§ Task goal
For each line of the data below, copy it if it holds the word "grader".

--- START ---

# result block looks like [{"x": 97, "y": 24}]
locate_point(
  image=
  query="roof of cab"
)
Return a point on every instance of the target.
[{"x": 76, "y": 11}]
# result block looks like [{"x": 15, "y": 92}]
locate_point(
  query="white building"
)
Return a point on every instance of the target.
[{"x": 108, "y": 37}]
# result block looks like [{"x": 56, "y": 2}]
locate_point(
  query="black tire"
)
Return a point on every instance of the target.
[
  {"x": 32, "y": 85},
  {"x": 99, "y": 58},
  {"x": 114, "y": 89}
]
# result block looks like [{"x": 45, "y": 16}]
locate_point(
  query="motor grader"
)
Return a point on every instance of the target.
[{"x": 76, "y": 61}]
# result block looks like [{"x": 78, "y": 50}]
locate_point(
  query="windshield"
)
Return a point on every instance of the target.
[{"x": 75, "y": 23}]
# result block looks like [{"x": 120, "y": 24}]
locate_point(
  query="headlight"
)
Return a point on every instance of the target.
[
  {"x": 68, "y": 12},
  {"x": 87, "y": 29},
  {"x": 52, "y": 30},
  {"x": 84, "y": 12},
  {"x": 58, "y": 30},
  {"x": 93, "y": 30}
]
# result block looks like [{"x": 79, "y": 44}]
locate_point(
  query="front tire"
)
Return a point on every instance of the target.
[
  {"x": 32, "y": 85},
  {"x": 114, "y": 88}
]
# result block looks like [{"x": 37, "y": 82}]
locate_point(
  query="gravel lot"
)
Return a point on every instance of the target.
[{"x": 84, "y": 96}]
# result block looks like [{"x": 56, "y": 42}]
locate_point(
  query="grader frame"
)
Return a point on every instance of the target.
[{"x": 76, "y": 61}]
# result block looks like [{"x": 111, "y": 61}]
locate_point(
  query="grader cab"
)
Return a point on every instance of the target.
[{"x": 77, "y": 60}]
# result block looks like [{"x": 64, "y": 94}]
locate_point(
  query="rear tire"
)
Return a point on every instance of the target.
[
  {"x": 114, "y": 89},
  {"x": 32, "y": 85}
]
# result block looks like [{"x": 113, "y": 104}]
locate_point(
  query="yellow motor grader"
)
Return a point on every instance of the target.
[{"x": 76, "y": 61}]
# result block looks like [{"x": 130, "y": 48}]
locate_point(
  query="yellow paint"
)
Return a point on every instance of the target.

--- END ---

§ Response to the task
  query="motor grader"
  query="grader frame"
  query="grader cab"
  query="yellow motor grader"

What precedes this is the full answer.